*WORK ITEM*. When you reach the line containing "Target: man in black coat" in the records below, start copying exactly, and stop once you have copied the line containing "Locate one point per instance of the plastic".

*EXTRACTED RECORDS*.
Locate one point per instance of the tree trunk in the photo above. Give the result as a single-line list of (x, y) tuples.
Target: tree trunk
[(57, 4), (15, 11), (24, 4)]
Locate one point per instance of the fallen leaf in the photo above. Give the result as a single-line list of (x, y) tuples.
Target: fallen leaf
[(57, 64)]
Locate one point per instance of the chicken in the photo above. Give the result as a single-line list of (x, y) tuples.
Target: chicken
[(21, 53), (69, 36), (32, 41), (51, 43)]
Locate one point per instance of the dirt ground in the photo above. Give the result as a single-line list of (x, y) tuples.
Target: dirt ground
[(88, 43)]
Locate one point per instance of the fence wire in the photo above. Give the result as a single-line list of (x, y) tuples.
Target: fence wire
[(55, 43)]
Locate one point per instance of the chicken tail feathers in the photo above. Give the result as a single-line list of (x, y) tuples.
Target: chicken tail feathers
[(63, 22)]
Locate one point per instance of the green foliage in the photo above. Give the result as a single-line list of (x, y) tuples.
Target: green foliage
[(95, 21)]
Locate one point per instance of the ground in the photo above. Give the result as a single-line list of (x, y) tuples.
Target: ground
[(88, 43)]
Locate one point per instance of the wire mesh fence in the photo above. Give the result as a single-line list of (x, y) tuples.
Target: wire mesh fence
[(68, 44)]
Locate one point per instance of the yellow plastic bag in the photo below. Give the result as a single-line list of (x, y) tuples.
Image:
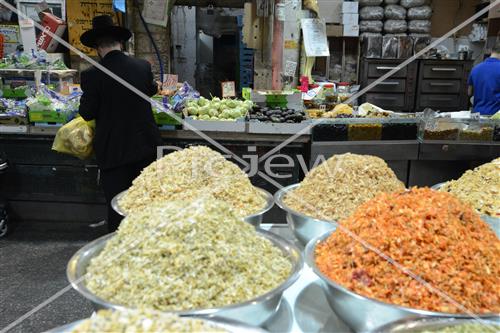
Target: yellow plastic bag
[(75, 138)]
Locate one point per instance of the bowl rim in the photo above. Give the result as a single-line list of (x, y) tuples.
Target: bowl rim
[(423, 322), (280, 195), (311, 262), (291, 250), (265, 194), (219, 322)]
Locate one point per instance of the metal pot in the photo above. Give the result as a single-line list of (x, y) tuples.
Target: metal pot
[(252, 312), (304, 227), (254, 219)]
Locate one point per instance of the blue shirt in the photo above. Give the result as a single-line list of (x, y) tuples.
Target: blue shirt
[(485, 79)]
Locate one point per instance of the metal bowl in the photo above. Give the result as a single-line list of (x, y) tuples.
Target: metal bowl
[(253, 312), (231, 326), (363, 313), (304, 227), (494, 222), (417, 325), (254, 219)]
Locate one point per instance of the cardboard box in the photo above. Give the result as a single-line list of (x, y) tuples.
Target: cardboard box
[(494, 12), (350, 19), (351, 30), (53, 24), (351, 7), (330, 10), (334, 30)]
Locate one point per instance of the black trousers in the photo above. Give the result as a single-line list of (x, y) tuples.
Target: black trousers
[(117, 180)]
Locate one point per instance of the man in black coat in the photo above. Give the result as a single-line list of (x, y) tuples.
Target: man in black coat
[(126, 133)]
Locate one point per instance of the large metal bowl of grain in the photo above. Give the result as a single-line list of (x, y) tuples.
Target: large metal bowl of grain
[(494, 222), (254, 219), (364, 314), (252, 312), (304, 227)]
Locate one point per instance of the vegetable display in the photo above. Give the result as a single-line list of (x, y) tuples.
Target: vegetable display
[(334, 189), (190, 173), (479, 187), (195, 255), (217, 109), (276, 115), (432, 234), (144, 321)]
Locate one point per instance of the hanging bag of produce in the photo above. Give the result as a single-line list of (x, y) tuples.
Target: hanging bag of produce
[(75, 138)]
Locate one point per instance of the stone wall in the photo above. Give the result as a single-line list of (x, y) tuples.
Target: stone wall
[(143, 46)]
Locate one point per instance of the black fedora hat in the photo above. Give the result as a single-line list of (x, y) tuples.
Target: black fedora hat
[(102, 26)]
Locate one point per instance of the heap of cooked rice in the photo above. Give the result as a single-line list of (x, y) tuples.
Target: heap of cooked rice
[(338, 186), (190, 173), (479, 187), (172, 257)]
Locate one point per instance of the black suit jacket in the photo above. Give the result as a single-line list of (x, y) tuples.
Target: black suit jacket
[(125, 128)]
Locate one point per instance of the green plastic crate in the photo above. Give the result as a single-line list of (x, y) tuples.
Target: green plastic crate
[(47, 117), (163, 118)]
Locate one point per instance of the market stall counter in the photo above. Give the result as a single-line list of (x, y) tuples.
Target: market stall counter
[(43, 185)]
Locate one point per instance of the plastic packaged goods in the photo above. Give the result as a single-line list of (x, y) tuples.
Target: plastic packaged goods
[(420, 13), (405, 47), (479, 187), (75, 138), (372, 46), (364, 3), (435, 235), (371, 35), (189, 173), (395, 26), (420, 42), (371, 13), (395, 12), (390, 47), (370, 26), (196, 255), (144, 321), (419, 26), (412, 3), (334, 189)]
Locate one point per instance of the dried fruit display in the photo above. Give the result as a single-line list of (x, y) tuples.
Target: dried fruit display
[(334, 189), (479, 187), (198, 256), (430, 233), (189, 174)]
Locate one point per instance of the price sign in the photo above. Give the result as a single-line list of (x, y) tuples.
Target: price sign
[(315, 41), (228, 89), (170, 82), (290, 68)]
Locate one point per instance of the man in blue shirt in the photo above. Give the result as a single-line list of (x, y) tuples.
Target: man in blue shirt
[(484, 83)]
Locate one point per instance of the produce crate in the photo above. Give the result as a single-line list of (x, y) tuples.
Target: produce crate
[(17, 93), (48, 117), (163, 118), (216, 126), (279, 128), (278, 99), (13, 129)]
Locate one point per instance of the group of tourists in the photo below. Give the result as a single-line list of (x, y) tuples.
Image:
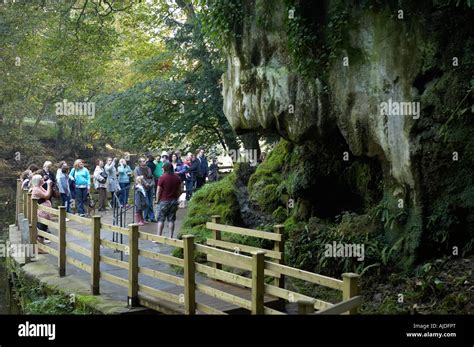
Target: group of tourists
[(155, 180)]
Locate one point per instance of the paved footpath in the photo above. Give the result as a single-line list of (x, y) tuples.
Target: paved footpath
[(112, 290)]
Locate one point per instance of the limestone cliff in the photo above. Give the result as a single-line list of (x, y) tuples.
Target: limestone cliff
[(367, 60)]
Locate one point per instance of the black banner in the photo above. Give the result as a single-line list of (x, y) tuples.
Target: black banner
[(223, 330)]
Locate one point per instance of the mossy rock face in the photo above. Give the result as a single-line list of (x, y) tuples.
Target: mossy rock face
[(217, 198)]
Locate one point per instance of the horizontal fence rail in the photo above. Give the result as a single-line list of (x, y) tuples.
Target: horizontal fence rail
[(253, 263)]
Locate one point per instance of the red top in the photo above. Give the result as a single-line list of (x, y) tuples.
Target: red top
[(169, 187)]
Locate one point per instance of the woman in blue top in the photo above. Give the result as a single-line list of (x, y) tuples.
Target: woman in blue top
[(80, 175), (63, 185), (124, 181)]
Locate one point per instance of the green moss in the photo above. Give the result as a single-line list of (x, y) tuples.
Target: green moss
[(280, 214)]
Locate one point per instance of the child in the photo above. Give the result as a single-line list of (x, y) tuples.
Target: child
[(140, 200)]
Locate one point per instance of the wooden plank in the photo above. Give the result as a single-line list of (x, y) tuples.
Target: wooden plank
[(240, 261), (33, 219), (305, 307), (76, 248), (216, 234), (114, 228), (189, 276), (168, 259), (223, 275), (258, 290), (114, 245), (293, 296), (62, 241), (45, 248), (230, 262), (237, 248), (50, 210), (133, 265), (268, 310), (47, 235), (114, 279), (17, 201), (48, 222), (161, 276), (218, 294), (343, 306), (78, 263), (114, 262), (350, 287), (208, 309), (161, 239), (77, 233), (304, 275), (78, 219), (279, 247), (160, 294), (244, 231), (95, 256)]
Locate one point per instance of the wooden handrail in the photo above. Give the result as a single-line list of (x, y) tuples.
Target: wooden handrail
[(256, 264), (343, 306), (243, 231)]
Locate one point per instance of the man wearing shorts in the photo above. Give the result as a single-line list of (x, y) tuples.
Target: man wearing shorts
[(167, 195)]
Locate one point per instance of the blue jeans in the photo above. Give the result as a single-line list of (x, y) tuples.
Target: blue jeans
[(66, 200), (148, 214), (81, 194), (125, 190), (189, 188)]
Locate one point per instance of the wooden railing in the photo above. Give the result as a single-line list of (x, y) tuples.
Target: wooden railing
[(258, 264)]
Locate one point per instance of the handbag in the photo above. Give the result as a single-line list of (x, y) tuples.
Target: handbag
[(55, 191), (104, 176), (90, 201)]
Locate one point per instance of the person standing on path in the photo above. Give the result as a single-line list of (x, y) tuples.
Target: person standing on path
[(63, 185), (100, 184), (167, 195), (140, 200), (148, 184), (124, 181), (203, 168), (112, 180), (81, 176)]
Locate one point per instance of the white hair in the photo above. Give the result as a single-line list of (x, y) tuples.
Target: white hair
[(47, 164), (36, 180)]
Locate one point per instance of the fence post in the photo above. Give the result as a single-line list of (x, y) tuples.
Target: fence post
[(95, 255), (258, 285), (279, 246), (62, 241), (133, 265), (28, 206), (350, 287), (17, 201), (189, 279), (33, 221), (216, 234), (306, 306)]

*RESPONSE TO THE EXERCISE*.
Target: man in black coat
[(126, 133)]
Locate one point per instance of the large metal bowl of grain in the photo above. Give the result as a single-line list of (x, y) tuples.
Target: large metal bowl of grain
[(494, 222), (254, 219), (364, 314), (252, 312), (304, 227)]
Locate one point per instance of the vegetable display in the photo above. Give the result as a single-line list of (x, y) tuples.
Target: vegetable display
[(334, 189), (190, 173), (479, 187), (195, 255), (217, 109), (276, 115), (432, 234), (144, 321)]
Locate one point per instance of the hanging bag of produce in the photo above. Give the result as a single-line list of (x, y) tuples.
Target: hanging bag of produce
[(75, 138)]
Locate one point per instance of the stone wall in the photo above. Give the result as a single-line list of (x, y) tuples.
Target: stone wall
[(143, 46)]
Locate one point per instance of the black fedora hat in the photo above. Give the result as a single-line list of (x, y) tuples.
Target: black fedora hat
[(102, 26)]
Locate one point per instance of the heap of cooked rice in the photo above. Give the result as a single-line list of (x, y) tuples.
Target: heap of cooked rice
[(338, 186), (190, 173), (479, 187), (172, 257)]
Locate one point per instance of the black suit jacket in the photo above. Give the result as a single-line list of (x, y) tuples.
Target: black suit jacket
[(125, 128)]
Locate one point per instance of the green plastic crate in the photo above. Give the result as a single-line list of (x, y) tuples.
Target: green plastic crate
[(47, 117), (163, 118)]
Locate one point per instance of the market stall counter in the photo above. Give the result as a single-line list of (x, y) tuples.
Target: market stall counter
[(43, 185)]
Locate one point per instance of the plastic packaged goods in the photo above. Give the result as a single-line list of (x, y) tuples.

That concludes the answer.